§ **Problem**
Look through the lines below, find those with the word "cloud", and copy them.
--------------------------------
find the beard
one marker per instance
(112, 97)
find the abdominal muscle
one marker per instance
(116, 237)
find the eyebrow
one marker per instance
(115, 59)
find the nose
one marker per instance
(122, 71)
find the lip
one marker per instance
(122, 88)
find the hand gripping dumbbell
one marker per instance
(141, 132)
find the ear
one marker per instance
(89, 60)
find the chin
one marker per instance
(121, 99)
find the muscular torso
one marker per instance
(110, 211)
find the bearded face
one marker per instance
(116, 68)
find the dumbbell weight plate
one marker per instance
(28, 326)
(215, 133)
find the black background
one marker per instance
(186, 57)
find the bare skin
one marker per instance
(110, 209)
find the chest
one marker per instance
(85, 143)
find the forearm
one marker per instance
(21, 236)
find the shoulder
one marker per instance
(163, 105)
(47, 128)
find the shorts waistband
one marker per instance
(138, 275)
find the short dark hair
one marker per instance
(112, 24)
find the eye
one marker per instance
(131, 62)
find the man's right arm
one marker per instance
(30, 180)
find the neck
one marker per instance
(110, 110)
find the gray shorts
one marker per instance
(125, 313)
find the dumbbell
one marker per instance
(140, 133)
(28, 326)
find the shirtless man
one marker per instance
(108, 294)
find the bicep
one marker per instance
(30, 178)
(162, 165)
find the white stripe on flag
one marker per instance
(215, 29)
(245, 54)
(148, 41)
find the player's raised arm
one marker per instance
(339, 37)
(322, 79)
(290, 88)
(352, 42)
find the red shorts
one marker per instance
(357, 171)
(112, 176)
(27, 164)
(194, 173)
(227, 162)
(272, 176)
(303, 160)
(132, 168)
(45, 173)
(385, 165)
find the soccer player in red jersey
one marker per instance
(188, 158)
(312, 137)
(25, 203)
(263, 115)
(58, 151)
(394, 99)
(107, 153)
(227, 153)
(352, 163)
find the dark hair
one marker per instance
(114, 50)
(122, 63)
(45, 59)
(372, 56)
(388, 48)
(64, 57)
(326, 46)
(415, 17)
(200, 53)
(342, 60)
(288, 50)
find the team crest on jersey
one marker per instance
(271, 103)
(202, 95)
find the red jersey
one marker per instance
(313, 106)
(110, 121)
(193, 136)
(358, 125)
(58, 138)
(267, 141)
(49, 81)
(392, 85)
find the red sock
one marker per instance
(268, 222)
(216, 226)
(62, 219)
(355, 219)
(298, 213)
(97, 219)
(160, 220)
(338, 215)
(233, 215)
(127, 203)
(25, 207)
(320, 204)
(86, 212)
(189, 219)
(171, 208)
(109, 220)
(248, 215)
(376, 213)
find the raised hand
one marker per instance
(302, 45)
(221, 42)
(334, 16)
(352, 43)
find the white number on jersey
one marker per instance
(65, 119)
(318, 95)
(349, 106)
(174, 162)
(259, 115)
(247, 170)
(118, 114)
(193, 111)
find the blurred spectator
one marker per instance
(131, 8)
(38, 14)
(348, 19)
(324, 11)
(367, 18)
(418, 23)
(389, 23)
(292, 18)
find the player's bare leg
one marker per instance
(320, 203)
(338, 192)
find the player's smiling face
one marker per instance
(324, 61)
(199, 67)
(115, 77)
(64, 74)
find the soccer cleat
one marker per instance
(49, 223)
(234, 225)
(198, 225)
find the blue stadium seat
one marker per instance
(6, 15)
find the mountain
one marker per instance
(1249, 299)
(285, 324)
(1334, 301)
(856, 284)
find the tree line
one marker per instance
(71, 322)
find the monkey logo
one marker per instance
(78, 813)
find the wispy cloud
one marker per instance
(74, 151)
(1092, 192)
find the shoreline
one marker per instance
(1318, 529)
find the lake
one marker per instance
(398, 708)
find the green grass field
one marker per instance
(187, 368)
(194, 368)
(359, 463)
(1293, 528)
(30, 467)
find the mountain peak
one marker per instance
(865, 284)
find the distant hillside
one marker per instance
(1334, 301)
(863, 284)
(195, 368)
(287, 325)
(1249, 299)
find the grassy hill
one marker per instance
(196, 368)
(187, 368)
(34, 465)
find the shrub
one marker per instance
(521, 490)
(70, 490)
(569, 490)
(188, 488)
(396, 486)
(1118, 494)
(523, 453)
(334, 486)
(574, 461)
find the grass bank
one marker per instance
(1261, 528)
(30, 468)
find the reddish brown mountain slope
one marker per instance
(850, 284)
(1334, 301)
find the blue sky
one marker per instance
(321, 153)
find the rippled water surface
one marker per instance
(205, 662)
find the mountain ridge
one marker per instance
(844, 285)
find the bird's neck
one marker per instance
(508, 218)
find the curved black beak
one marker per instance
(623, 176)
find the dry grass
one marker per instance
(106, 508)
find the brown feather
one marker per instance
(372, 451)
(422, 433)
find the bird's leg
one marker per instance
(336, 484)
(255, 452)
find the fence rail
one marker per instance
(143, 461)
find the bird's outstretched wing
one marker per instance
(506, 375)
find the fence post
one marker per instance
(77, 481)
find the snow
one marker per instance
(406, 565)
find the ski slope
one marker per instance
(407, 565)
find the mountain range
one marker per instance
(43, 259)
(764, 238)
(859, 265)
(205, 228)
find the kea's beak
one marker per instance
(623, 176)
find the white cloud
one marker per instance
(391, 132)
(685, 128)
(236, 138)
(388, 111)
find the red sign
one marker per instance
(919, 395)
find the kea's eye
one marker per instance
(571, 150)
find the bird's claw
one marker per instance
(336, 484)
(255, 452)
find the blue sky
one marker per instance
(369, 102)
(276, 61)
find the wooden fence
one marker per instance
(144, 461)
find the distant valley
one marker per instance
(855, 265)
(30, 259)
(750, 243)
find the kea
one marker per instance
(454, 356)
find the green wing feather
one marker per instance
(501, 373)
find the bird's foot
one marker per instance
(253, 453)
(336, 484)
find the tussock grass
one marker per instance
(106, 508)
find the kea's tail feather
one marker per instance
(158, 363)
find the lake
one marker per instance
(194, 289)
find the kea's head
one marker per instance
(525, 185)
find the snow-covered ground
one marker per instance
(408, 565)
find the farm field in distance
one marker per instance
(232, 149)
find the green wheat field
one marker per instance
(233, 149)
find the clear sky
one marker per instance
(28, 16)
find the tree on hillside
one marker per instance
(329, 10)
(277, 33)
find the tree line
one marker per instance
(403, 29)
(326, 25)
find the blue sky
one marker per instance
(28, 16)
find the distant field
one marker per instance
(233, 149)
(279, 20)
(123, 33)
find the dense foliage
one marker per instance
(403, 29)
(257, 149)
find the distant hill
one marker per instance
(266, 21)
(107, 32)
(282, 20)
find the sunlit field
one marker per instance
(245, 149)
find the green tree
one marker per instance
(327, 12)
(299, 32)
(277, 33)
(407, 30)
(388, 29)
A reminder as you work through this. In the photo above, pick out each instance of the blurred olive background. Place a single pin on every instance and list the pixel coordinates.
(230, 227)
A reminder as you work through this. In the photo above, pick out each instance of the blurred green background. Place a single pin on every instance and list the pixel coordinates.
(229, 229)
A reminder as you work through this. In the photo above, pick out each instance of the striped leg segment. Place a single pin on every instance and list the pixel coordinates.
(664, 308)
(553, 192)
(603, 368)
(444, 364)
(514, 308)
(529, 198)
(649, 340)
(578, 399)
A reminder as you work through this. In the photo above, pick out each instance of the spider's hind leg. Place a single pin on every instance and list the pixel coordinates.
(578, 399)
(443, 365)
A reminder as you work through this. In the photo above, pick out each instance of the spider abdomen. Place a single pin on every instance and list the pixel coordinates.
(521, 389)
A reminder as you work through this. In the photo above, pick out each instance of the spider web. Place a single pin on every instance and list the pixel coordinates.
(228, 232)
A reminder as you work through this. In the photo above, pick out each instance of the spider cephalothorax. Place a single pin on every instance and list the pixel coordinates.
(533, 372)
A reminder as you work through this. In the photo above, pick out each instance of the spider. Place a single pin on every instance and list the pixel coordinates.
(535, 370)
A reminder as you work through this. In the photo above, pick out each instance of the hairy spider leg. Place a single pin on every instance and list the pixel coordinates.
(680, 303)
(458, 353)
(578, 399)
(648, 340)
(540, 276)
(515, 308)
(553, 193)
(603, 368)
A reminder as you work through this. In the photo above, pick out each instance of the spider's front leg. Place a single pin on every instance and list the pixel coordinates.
--------------------------------
§ **Reply**
find the wispy cloud
find the white cloud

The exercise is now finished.